_Excerto_
A um de
agosto de 2017, Paulo Trigo Pereira publicava no Observador artigo de opinião em que sustentava o esquecimento e a
não recomendação do novo PSD e advogava a renovação do velho PS.
Dizer, como o colunista o fez, que o PSD é
indispensável para o funcionamento da democracia portuguesa vale como dizê-lo
do PS, do CDS, do PCP, do BE, do PEV e do PAN ou ainda dos diversos partidos,
embora sublinhe aqui os que têm assento parlamentar nesta legislatura.
É certo que
muitas das reformas essenciais para o país estão ainda por concretizar. E as
que têm a ver com o sistema político (revisão constitucional e leis de
valor reforçado, como, por exemplo, as leis eleitorais) postulam o convénio dos grandes partidos. As demais,
mesmo as atinentes aos grandes investimentos públicos, precisam de ampla
discussão, mas, embora a convergência possa constituir uma apreciável
mais-valia, as maiorias parlamentares não podem abster-se de tomar decisões. Se
estivermos à espera dos consensos (na saúde, na justiça, na educação) não
passamos da cepa torta. E os governantes têm mandato para governar. Porém, as
legislaturas não podem divertir-se a rever e alterar os principais diplomas da
anterior, devendo introduzir as alterações legislativas meramente necessárias e
depois de proceder a necessária avaliação da lei anterior e da realidade.
E não vale a
pena engordar a nostalgia pelos primeiros líderes do PSD (Sá Carneiro,
Emídio Guerreiro, Sousa Franco, Menéres Pimentel, Pinto Balsemão, Mota Pinto), apesar do seu mérito, pensamento e obra. O mesmo se
diga dos antigos líderes do PS (Mário Soares, Almeida Santos, Salgado Zenha, Jorge
Sampaio ou António Guterres) ou os do
PCP (Álvaro
Cunhal ou Carlos Carvalhas) e do CDS/PP
(Freitas do
Amaral, Amaro da Costa, Adriano Moreira ou Lucas Pires). Não voltam a liderar os partidos!

_Dados extraídos_
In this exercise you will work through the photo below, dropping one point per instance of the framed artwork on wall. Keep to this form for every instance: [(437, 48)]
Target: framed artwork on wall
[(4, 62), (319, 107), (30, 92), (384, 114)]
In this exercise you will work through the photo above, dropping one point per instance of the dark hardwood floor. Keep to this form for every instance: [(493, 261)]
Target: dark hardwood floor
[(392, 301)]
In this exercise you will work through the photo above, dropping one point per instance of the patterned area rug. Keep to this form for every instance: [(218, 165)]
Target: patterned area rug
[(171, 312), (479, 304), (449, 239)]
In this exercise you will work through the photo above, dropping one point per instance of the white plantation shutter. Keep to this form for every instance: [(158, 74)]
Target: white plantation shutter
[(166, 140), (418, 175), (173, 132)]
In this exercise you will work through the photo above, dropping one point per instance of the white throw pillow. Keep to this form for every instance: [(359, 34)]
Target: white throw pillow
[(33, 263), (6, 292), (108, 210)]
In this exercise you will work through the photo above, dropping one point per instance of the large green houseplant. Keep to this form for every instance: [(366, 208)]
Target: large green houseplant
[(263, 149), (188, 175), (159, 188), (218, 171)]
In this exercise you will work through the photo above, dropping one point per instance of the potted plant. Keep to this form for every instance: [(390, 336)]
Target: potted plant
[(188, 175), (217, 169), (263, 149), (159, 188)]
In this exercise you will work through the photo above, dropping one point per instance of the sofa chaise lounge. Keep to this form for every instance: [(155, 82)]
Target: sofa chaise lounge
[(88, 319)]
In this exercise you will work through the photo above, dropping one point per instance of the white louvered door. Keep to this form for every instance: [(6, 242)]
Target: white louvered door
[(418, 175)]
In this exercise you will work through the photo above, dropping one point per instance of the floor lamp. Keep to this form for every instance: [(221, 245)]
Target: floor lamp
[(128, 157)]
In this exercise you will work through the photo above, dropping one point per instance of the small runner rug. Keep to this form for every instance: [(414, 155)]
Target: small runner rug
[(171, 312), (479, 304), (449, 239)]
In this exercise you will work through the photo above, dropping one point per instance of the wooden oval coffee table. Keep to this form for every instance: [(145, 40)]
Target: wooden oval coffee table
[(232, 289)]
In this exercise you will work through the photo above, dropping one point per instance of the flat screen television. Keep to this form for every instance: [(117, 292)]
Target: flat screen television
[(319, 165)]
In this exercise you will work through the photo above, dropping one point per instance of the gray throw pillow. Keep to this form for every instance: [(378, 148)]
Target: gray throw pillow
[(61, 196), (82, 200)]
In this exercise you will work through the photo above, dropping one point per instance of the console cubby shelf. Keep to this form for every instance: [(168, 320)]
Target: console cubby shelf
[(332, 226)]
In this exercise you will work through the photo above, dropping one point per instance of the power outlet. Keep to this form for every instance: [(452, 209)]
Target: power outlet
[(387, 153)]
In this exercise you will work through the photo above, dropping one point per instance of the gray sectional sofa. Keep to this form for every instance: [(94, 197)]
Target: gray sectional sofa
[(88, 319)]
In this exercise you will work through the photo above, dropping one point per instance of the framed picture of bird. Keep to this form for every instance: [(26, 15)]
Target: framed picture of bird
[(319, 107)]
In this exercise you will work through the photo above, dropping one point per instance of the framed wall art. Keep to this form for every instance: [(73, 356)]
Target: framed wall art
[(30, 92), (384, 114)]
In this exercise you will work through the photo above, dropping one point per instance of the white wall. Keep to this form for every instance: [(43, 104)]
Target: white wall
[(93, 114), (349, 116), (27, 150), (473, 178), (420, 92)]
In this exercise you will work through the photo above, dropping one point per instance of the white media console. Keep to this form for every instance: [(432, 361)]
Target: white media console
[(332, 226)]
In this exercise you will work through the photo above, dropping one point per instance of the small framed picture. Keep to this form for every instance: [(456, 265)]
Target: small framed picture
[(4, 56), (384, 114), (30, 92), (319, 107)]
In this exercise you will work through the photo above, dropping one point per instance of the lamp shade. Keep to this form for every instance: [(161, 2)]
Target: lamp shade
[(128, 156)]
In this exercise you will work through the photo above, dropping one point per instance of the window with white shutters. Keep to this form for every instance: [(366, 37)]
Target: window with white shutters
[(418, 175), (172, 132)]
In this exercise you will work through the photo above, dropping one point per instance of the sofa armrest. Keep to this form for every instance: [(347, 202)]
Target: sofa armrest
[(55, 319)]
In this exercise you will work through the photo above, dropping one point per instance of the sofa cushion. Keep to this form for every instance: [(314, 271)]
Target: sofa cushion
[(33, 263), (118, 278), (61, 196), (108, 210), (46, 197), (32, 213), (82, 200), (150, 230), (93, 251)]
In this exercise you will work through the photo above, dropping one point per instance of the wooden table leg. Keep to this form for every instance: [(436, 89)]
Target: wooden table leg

_Problema proposto 1_
Segundo o excerto, por que motivo as maiorias parlamentares não podem abster-se de tomar decisões? Responda em uma a três frases.
_Problema proposto 2_
Prossiga o excerto sobre os partidos portugueses a partir do ponto em que termina.

_Resultado 1_
Porque, se se esperar pelos consensos em áreas como a saúde, a justiça e a educação, o país não passa da cepa torta. Além disso, os governantes têm mandato para governar.

_Resultado 2_
Nem sei se
acordo com Paulo Trigo em que “hoje ser político é mais difícil, pois é
necessário também conhecer tecnicamente muitos dos dossiês, numa sociedade de
informação que escrutina, e bem, cada vez mais, as decisões e os decisores
políticos”. O que sucede é que ou não se dedicam à causa ou pensam sobretudo na
disputa de lugares no partido e/ou no país ou saltam do poder político para a
malha empresarial e vice-versa sem distinguir as águas.
Olhando para
alguns possíveis candidatos à liderança do PSD ou para o recém-eleito seu líder
parlamentar, parecem longe dos perfis desejáveis para os referidos cargos. Ocupam
os lugares porque souberam gerir as redes de solidariedades dentro e fora do
aparelho e manipular habilmente a arte do poder. Passos Coelho estatelou-se ao
usar como arma de arremesso o número de mortes nos incêndios de Pedrogão
Grande, mormente o alegado caso de suicídio, prontamente desmentido e o
candidato socialdemocrata à Câmara de Loures abusou da chicana política com a
questão étnica. Por outro lado, Passos Coelho criticou as leis da imigração e
da nacionalidade sem dizer efetivamente para quem pretende destinar o país,
mostrando não as ter lido convenientemente ou querer utilizá-las abusivamente
para marcação da agenda. Agora, quando Costa acena com acordo para os grandes
investimentos públicos de que o país precisa, vem a acusação primária de
regresso do socratismo. Parece nem se ter ouvido ou percebido o manifesto sobre
a europeização da ferrovia. Aí Marcelo, que foi líder do PSD, está melhor.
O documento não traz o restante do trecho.